Data items:

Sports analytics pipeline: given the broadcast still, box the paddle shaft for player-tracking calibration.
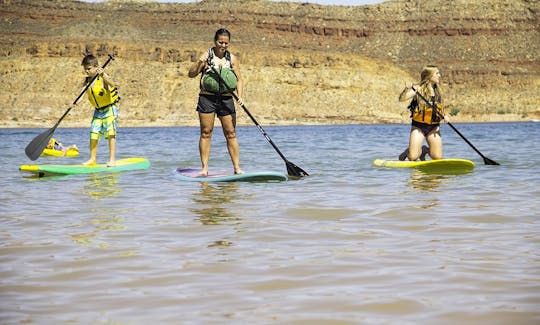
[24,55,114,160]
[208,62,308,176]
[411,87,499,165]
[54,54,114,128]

==

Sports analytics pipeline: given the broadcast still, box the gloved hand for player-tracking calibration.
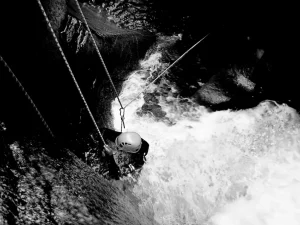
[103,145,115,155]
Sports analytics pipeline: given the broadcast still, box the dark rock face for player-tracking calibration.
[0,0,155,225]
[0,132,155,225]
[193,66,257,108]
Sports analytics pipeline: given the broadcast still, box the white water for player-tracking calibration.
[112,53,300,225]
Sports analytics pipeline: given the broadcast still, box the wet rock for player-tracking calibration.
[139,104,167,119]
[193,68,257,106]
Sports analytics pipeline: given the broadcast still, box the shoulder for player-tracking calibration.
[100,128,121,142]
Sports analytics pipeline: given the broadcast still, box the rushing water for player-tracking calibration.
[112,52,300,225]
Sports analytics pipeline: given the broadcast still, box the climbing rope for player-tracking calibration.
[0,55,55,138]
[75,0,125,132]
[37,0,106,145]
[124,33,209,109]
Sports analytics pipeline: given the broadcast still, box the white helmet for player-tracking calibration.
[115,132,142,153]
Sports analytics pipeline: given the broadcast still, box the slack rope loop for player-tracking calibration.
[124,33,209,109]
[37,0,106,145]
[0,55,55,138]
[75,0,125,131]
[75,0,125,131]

==

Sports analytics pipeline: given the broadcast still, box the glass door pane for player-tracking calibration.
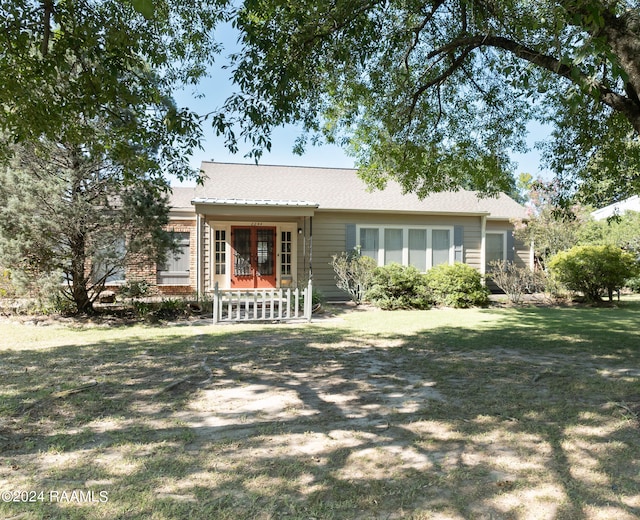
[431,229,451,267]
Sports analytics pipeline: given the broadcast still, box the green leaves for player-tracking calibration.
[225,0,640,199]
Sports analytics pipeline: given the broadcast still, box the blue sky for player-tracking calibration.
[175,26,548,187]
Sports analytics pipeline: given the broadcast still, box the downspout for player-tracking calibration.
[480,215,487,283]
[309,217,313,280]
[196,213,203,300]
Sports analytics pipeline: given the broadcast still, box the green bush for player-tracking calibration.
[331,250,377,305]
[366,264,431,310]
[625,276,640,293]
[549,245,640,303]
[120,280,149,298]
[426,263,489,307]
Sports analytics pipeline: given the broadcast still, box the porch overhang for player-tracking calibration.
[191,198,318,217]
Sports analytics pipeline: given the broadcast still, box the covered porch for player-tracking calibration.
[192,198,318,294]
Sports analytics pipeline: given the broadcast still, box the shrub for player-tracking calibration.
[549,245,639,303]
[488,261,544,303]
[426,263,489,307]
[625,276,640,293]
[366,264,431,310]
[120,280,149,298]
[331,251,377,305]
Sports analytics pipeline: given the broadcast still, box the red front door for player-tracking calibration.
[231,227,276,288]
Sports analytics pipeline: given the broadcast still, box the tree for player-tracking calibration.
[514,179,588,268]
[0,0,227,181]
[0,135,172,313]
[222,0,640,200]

◆ Task goal
In the part that opens with the line containing "pane for player-tracking calibration." and closes with the line containing "[196,213,203,300]", swap each "broadcast still" for "video frame" and leave everything else unchanged. Return only that part, with the pictures left out.

◆ Full output
Sports analytics pipeline: given the video frame, box the glass door pane for player-tracking calibration.
[431,229,451,267]
Sports analytics pipeline: given the video frame, box the green leaves for player-tracking calibration.
[225,0,640,199]
Sports analytics pipeline: given the video frame, box the blue sky for player-tracking calibration.
[175,26,548,187]
Sports analytics pipeline: given the video frame, box the downspout for player-tracking calibration.
[480,215,487,283]
[309,217,313,280]
[196,213,203,300]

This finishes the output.